*Document extract*
>>

In terms of daily transactions, China is already far ahead of the United States as mobile payments are now the most common means of transacting in retail. While the US remains burdened with cash and the presence of long obsolete mag-stripe credit cards which even lag behind the EMV chip-and-pin standard, China is ahead of the entire west when it comes to modern, fast, secure and convenient payment options.
But while few consumers in one country tend to be aware of payment systems abroad unless they are frequent travellers, when it comes to a globally valued product such as smartphones, consumers are generally more aware of global markets. Streets and shopping malls in the United States have long been infamous for people sometimes camping out over night to be the first to get the latest iPhone. Now though that Huawei is ahead of Apple in the race for 5G, those same shoppers will be disappointed to know that their own government is retarding their ability to purchase the phone of their choice with their own money. In a country that prides itself on consumer freedoms, such a reality could rightly be called un-American.
The Hellenic philosopher Plato once wrote of the Allegory of the Cave. Here, Plato recalls an allegory told by Socrates wherein a group of men are chained inside a cave. Their only source of cognitive stimulation was seeing shadows cast on the well in front of them as men behind the prisoners held up objects before a fire which then cast the shadows on the wall. One day, one of the prisoners was freed and ran to the surface. At first the bright sunlight blinded the prisoner but eventually he was able to see the world in all its visible beauty.

<<

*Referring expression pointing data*
>>

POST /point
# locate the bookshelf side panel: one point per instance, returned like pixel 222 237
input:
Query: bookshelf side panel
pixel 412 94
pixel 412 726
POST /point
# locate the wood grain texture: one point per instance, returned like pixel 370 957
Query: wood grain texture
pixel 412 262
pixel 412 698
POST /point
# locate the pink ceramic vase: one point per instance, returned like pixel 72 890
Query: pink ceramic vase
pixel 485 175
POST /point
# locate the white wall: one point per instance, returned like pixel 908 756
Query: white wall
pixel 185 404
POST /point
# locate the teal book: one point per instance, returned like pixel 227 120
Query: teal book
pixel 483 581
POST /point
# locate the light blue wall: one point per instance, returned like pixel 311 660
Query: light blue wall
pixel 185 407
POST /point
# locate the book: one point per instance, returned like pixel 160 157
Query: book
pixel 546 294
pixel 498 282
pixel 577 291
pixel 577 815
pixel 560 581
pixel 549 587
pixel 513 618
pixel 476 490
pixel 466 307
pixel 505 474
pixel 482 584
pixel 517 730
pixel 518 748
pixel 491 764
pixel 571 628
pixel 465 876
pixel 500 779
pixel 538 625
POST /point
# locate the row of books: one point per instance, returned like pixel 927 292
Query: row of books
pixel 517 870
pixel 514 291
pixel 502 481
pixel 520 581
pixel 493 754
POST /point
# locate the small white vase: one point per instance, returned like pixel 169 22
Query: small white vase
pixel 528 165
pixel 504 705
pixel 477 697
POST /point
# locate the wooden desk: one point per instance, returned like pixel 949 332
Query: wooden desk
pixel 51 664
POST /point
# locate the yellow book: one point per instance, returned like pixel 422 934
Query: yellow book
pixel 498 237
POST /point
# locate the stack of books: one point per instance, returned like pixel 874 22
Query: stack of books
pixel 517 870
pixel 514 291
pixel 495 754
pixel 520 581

<<

*Tasks*
1 - Revise the text on payments and 5G, starting with "But while few" and going on through "be called un-American.", with "shopping malls" changed to "department stores".
2 - Go on with the text on payments and 5G from the point where it stops.
None of these lines have any bearing on what is asked here.

*Numbered responses*
1 -
But while few consumers in one country tend to be aware of payment systems abroad unless they are frequent travellers, when it comes to a globally valued product such as smartphones, consumers are generally more aware of global markets. Streets and department stores in the United States have long been infamous for people sometimes camping out over night to be the first to get the latest iPhone. Now though that Huawei is ahead of Apple in the race for 5G, those same shoppers will be disappointed to know that their own government is retarding their ability to purchase the phone of their choice with their own money. In a country that prides itself on consumer freedoms, such a reality could rightly be called un-American.

2 -
After seeing visible objects as opposed to their shadowy representations, he returned to the cave to tell the other prisoners about his discovery. Of course, on returning to the cave, the man’s vision again became temporarily impaired as its common when one’s eyes are adjusting from extreme brightness to extreme darkness. Not wanting to investigate the mans’ claims objectively, Socrates recalls that such a man would be killed by his fellow prisoners rather than being believed.
This is the reality of protectionism. Those who champion protectionism seek to keep one’s domestic consumer base ignorant of the technological advances occurring abroad. Because of this, someone with a slow smartphone, poorly made car or obsolete mag-stripe credit card will not know what he or she is being deprived of. However, when it comes to 5G technology, the internet is already abuzz with discussions of China’s breakthrough. Because of this, many American consumers have been partially freed from the cave but they still will not be able to see the fully sunlight world unless their protectionist shackles are removed.
Free trade would actually encourage US companies to intensify their own 5G technologies as they would not want to lose out on a substantial share of their market to Huawei. But since Huawei has been pushed out of the US market through restrictive government measures, US chip makers can afford to fall behind because the average consumer won’t be able to do anything about it.
A world of free men and women cannot reach their full potential in a modern society without free trade. China’s leadership realises this implicitly. It is high time for the US leadership to realise the same.
The trade war is threatening not only global financial stability but it is now directly prohibiting Americans from exercising their constitutional freedoms to enjoy the products they seek to buy as free men and women. All wars limit human freedom and trade wars are no different. Like all other wars, trade wars have no place in a 21st century where multilateral cooperation ought to have long supplanted the morose economic nationalist mentality.